# START OF DATASET RECORDS
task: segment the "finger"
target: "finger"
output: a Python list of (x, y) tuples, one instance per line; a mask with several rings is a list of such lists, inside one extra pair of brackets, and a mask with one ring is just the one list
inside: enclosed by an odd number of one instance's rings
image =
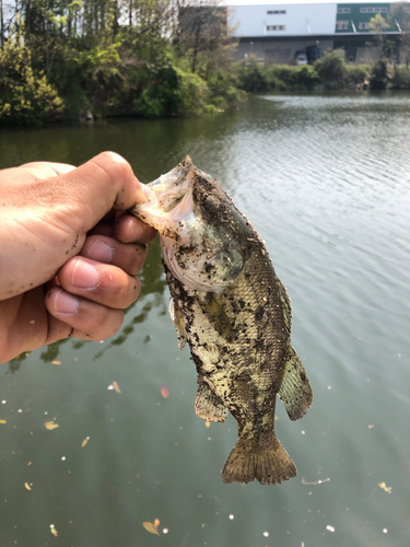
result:
[(105, 340), (116, 334), (124, 322), (121, 310), (74, 296), (58, 287), (47, 293), (46, 306), (58, 325), (67, 325), (72, 337), (83, 340)]
[(104, 235), (90, 235), (80, 255), (91, 260), (118, 266), (129, 276), (137, 276), (145, 260), (147, 247), (137, 243), (120, 243), (114, 237)]
[(114, 224), (114, 235), (122, 243), (150, 243), (156, 230), (131, 214), (119, 217)]
[(108, 222), (98, 222), (89, 231), (89, 235), (105, 235), (106, 237), (114, 236), (114, 224)]
[(121, 268), (89, 258), (71, 258), (58, 272), (61, 287), (71, 294), (83, 296), (108, 307), (125, 309), (139, 296), (141, 281)]
[(37, 178), (49, 178), (51, 176), (65, 175), (74, 170), (74, 165), (68, 163), (55, 163), (55, 162), (31, 162), (25, 163), (22, 167), (27, 168), (31, 175)]
[(67, 222), (75, 233), (91, 230), (110, 209), (129, 209), (152, 195), (134, 176), (130, 164), (114, 152), (103, 152), (62, 175), (59, 199), (75, 203)]

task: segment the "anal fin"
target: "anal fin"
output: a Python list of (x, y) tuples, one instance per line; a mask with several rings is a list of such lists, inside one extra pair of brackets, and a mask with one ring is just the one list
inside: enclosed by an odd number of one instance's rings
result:
[(202, 379), (198, 379), (195, 411), (199, 418), (210, 421), (225, 421), (227, 417), (227, 408), (216, 399)]
[(169, 301), (169, 315), (172, 322), (175, 326), (176, 338), (178, 341), (178, 348), (184, 349), (185, 342), (187, 341), (187, 334), (185, 331), (185, 325), (183, 319), (183, 314), (179, 312), (178, 307), (175, 305), (174, 299)]
[(291, 344), (289, 345), (282, 385), (278, 395), (291, 420), (298, 420), (305, 416), (313, 401), (309, 379)]

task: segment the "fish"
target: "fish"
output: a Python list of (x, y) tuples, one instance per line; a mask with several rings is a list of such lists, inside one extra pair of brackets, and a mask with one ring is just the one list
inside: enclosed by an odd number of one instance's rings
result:
[(237, 424), (222, 480), (280, 485), (297, 470), (274, 432), (276, 396), (291, 420), (313, 401), (285, 288), (254, 226), (189, 156), (148, 186), (153, 197), (130, 212), (160, 233), (177, 342), (198, 373), (196, 414)]

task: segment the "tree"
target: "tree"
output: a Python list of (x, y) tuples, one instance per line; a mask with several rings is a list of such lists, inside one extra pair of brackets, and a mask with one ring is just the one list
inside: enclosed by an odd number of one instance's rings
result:
[(216, 66), (232, 61), (233, 40), (227, 27), (226, 8), (215, 1), (178, 1), (178, 32), (175, 45), (181, 56), (190, 58), (190, 70), (197, 72), (200, 66), (207, 77)]
[(374, 35), (372, 45), (375, 45), (379, 50), (380, 60), (388, 59), (390, 57), (394, 46), (391, 40), (386, 35), (386, 32), (389, 28), (389, 23), (379, 13), (370, 20), (368, 31)]
[(405, 55), (406, 68), (410, 63), (410, 5), (403, 2), (391, 4), (389, 14), (391, 24), (401, 32), (401, 51)]

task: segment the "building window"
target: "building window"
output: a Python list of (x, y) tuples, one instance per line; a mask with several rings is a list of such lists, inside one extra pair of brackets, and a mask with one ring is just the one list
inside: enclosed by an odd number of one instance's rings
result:
[(285, 31), (286, 25), (267, 25), (267, 31)]
[(336, 30), (337, 31), (349, 31), (349, 21), (337, 21)]
[(361, 13), (387, 13), (387, 8), (361, 8)]

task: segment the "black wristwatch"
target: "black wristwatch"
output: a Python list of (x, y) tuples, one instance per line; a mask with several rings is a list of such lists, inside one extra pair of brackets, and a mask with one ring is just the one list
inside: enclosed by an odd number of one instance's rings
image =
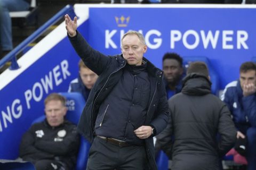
# END OF DATASET RECORDS
Reproduce the data word for word, starting at its first line and stopping after the line that contains "236), (114, 224)]". Leave the pictures out of your copy.

task: segment the "finger"
target: "finger"
output: a Python list of (x, y) tuples, one instance per line; a mask with several rings is a list of such lists, inside one extra pair of brackets, and a mask with one ring is just the one list
inside: enclosed by an odd number of one instance's rings
image =
result:
[(105, 340), (116, 334), (124, 322), (121, 310), (74, 296), (58, 287), (47, 293), (46, 306), (58, 325), (67, 325), (72, 337), (83, 340)]
[(104, 235), (90, 235), (80, 255), (91, 260), (118, 266), (129, 276), (137, 276), (145, 260), (147, 247), (137, 243), (120, 243), (114, 237)]
[(114, 224), (114, 235), (122, 243), (150, 243), (156, 230), (131, 214), (119, 217)]
[(108, 222), (98, 222), (89, 231), (89, 235), (105, 235), (106, 237), (114, 236), (114, 224)]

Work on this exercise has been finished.